Required task
Pull out every line in the entries below that contains the string "street". Treat uppercase and lowercase letters as different.

Provided data
↓
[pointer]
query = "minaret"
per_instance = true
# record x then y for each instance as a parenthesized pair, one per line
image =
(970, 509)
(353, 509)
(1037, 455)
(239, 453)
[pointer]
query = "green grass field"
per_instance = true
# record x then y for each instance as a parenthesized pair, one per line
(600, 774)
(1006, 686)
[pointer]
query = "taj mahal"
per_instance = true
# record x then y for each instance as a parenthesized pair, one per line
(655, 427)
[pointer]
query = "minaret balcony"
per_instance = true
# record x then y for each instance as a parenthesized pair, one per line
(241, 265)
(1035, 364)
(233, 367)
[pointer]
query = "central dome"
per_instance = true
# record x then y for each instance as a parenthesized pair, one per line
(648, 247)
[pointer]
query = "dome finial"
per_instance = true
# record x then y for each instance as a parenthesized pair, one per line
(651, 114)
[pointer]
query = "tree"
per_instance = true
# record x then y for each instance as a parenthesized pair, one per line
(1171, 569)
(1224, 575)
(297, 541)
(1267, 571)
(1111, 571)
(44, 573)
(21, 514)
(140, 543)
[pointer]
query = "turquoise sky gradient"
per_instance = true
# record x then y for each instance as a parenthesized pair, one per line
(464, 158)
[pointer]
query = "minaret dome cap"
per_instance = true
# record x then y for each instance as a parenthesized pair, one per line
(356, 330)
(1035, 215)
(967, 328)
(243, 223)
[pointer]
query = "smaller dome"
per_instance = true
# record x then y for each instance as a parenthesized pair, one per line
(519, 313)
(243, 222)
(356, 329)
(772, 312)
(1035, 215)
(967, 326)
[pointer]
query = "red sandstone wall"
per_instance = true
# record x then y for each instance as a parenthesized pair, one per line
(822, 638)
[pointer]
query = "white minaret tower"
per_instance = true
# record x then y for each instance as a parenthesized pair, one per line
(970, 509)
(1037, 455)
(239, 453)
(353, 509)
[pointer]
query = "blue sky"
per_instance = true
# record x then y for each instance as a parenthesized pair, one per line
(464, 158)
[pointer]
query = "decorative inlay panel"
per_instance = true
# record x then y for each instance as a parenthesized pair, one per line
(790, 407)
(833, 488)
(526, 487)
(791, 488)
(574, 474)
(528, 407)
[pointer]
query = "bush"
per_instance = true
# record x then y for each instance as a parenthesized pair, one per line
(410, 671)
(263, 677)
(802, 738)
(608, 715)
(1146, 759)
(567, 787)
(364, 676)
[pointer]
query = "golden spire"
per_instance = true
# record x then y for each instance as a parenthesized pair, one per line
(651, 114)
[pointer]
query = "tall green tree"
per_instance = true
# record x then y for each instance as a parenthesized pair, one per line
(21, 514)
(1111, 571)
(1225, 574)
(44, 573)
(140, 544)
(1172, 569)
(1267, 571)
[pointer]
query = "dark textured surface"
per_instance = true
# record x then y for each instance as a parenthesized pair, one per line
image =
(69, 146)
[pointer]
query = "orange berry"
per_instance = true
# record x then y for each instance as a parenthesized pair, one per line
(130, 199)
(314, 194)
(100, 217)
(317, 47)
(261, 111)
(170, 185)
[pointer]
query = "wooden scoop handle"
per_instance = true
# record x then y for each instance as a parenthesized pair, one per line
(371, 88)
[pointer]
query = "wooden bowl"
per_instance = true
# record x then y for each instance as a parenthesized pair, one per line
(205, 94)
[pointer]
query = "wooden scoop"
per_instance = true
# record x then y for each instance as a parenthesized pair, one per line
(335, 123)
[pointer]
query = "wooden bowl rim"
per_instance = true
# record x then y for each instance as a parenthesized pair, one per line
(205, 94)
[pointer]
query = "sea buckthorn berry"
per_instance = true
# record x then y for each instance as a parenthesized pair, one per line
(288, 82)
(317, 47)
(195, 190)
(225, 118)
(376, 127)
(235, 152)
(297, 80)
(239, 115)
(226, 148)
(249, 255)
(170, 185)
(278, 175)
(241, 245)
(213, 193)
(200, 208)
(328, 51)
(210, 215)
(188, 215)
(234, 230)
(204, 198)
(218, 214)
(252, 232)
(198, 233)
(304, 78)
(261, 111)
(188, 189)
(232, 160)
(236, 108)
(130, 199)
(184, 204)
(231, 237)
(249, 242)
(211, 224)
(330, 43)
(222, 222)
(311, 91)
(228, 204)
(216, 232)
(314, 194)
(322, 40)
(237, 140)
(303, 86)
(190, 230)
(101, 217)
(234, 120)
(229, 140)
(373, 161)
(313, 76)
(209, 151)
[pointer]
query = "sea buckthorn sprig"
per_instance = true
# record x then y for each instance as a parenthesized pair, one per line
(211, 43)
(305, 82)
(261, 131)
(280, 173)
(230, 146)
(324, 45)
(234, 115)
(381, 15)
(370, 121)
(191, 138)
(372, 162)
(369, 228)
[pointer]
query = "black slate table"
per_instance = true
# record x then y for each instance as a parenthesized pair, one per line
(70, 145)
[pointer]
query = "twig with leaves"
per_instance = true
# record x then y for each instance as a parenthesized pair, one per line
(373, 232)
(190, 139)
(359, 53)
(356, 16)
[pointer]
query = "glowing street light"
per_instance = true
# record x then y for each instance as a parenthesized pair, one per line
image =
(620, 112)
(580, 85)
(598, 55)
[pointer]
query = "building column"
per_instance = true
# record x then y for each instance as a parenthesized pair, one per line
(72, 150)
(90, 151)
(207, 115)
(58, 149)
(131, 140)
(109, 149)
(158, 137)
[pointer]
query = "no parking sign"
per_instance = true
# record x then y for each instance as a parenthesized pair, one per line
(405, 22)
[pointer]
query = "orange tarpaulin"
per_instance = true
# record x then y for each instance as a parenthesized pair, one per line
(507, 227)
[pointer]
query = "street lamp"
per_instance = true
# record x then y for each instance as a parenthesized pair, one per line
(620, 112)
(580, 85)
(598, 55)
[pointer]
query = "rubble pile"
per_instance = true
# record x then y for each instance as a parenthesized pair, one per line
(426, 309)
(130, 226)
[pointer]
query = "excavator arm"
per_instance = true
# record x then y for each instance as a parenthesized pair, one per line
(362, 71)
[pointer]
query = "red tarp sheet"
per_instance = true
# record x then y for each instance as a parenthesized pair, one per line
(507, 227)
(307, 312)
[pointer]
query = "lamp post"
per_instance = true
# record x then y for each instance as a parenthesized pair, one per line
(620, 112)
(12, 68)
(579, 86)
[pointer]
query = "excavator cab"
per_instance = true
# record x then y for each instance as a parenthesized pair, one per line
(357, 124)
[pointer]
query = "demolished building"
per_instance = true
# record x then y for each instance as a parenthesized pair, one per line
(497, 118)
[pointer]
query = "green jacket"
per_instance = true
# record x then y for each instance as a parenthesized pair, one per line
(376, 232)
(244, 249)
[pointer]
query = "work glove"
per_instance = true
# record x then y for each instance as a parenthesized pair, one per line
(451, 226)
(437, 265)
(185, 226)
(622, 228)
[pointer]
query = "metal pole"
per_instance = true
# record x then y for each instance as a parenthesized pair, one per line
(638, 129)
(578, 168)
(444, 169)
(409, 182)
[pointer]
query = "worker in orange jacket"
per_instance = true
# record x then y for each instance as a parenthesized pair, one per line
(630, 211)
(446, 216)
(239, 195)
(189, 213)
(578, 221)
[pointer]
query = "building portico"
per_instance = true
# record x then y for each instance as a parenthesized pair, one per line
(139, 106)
↑
Complete answer
query = "glowing street light"
query = "street lamp"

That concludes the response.